(Цитируемый текст):
__________________________________________________

36 Уже несколько меньше различий мы наблюдаем в поддержке условно традиционалистского полюса ценностного ориентира «гражданская пассивность vs гражданская активность». Здесь так же, как в предыдущем случае, в меньшей степени поддержка гражданской пассивности характерна для респондентов малых и средних городов районного подчинения и в большей – для жителей мегаполисов. Традиционалистский смысл, т.е. суждение «Нужно уметь приспосабливаться к реальности, а не тратить силы на борьбу с ней» поддерживают 39% жителей мегаполисов и 26% жителей малых и средних городов. Большей поддержкой гражданской пассивности отличаются и респонденты, причисляющие себя к малообеспеченным. Но, в отличие от предыдущего случая, не фиксируются различия у верующих респондентов и атеистов, а также у представителей разных национальных групп России. И, наконец, практически никаких значимых различий по социально-демографическим параметрам (за исключением возрастных) не наблюдается в уровне поддержки традиционалистского полюса ценностного ориентира «интересы общества vs интересы личности».

__________________________________________________

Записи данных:

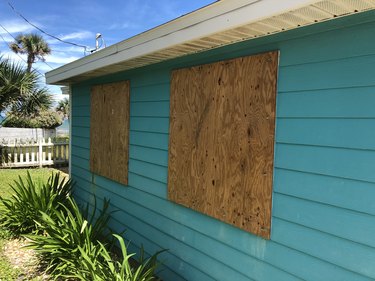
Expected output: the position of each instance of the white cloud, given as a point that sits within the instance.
(78, 35)
(125, 25)
(81, 35)
(16, 26)
(60, 59)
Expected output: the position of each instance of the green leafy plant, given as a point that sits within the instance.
(21, 213)
(69, 233)
(105, 266)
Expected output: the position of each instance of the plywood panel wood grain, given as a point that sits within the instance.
(109, 131)
(222, 124)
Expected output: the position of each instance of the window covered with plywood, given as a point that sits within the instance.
(222, 124)
(109, 131)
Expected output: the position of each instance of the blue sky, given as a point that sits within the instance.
(78, 21)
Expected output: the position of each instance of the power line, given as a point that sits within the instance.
(16, 53)
(44, 32)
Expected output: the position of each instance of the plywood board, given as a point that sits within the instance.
(109, 131)
(222, 124)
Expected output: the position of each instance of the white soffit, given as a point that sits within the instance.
(221, 23)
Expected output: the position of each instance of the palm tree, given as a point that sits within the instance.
(20, 90)
(15, 82)
(33, 45)
(62, 108)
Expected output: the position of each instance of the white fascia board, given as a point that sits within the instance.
(220, 16)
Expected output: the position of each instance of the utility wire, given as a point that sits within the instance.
(1, 36)
(44, 32)
(10, 34)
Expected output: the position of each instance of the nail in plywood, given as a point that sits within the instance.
(222, 125)
(109, 131)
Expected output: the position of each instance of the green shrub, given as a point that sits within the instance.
(21, 213)
(47, 119)
(68, 233)
(106, 267)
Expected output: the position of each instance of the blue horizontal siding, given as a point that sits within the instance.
(335, 191)
(343, 133)
(324, 184)
(354, 103)
(346, 163)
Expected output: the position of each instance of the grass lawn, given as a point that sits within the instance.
(8, 176)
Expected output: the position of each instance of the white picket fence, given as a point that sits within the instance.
(29, 153)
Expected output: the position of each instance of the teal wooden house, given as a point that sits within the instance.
(240, 137)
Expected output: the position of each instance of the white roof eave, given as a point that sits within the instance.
(216, 18)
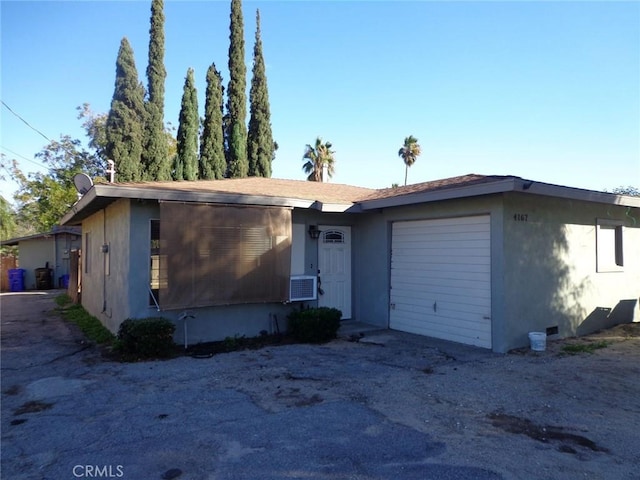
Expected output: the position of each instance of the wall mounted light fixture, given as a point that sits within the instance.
(314, 232)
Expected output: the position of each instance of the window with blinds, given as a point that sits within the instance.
(223, 255)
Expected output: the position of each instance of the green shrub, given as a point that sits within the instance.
(90, 325)
(315, 325)
(147, 337)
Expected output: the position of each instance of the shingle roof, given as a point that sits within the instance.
(435, 185)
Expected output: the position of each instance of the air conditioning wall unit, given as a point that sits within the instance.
(303, 287)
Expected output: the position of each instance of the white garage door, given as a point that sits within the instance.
(441, 279)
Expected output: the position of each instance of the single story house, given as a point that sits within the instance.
(481, 260)
(44, 252)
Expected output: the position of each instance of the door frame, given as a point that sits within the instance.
(348, 286)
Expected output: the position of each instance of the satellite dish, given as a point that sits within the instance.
(83, 183)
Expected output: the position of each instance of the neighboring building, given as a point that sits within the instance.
(481, 260)
(50, 251)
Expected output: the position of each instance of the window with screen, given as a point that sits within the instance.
(609, 246)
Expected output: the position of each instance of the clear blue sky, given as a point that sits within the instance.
(544, 90)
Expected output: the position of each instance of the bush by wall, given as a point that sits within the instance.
(315, 325)
(147, 337)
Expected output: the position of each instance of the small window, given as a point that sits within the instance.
(333, 236)
(156, 278)
(609, 246)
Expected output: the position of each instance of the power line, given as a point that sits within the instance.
(25, 122)
(22, 156)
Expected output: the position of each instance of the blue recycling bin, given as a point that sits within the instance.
(16, 279)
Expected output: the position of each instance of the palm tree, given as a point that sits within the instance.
(409, 153)
(317, 157)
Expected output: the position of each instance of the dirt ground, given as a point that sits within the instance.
(523, 415)
(526, 414)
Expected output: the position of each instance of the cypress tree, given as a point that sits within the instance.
(155, 153)
(125, 122)
(237, 96)
(212, 160)
(187, 157)
(260, 146)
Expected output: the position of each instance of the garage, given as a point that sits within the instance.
(441, 279)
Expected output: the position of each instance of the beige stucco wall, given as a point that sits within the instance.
(550, 277)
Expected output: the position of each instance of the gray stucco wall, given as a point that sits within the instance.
(123, 292)
(542, 268)
(104, 274)
(551, 278)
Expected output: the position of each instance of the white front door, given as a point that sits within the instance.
(334, 265)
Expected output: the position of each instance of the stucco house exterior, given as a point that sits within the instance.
(50, 250)
(481, 260)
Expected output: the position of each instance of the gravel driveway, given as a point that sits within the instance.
(391, 406)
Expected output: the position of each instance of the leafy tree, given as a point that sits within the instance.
(155, 156)
(212, 160)
(95, 125)
(43, 198)
(237, 97)
(317, 157)
(187, 157)
(125, 122)
(409, 152)
(8, 224)
(260, 145)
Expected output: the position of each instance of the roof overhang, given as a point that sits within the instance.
(439, 195)
(512, 184)
(102, 195)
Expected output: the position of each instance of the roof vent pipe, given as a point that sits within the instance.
(111, 171)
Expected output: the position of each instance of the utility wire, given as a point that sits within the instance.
(22, 156)
(26, 123)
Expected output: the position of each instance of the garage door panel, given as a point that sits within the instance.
(443, 263)
(436, 284)
(453, 332)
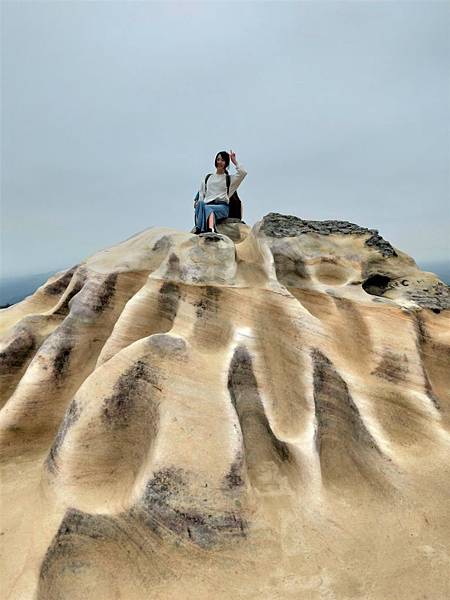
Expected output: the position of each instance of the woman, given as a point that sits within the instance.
(212, 201)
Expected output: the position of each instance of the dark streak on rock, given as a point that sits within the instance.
(233, 478)
(62, 359)
(392, 367)
(244, 394)
(209, 302)
(18, 351)
(162, 509)
(70, 418)
(105, 293)
(421, 341)
(334, 405)
(57, 287)
(435, 297)
(118, 408)
(168, 301)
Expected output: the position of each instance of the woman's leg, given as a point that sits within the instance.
(201, 216)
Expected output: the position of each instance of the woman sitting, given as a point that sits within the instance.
(212, 201)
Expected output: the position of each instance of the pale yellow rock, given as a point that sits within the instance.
(262, 413)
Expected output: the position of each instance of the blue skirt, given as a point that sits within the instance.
(202, 212)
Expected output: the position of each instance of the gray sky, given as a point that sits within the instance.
(112, 112)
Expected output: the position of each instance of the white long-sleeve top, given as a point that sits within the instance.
(216, 188)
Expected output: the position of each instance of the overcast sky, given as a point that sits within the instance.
(112, 112)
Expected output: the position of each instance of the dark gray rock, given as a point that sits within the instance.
(278, 226)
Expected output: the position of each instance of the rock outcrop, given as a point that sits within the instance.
(260, 413)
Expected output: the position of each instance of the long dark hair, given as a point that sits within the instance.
(226, 158)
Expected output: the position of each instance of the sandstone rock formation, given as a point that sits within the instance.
(262, 413)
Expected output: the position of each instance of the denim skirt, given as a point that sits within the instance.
(202, 212)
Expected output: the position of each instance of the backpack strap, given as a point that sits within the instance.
(228, 181)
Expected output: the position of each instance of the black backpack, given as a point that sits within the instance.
(235, 204)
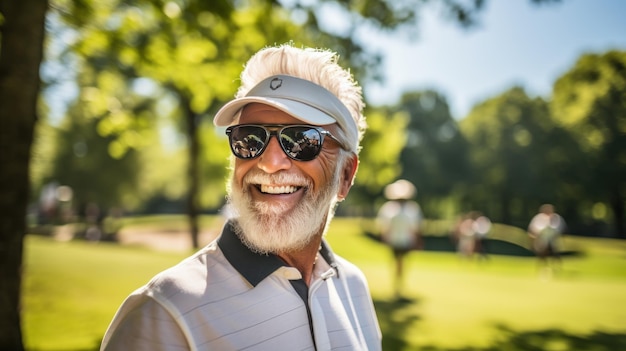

__________________________________________________

Пожалуйста, укажите, сколько процентов жителей мегаполисов, согласно цитируемому тексту, поддерживают суждение «Нужно уметь приспосабливаться к реальности, а не тратить силы на борьбу с ней».

(Ответ):
39% жителей мегаполисов.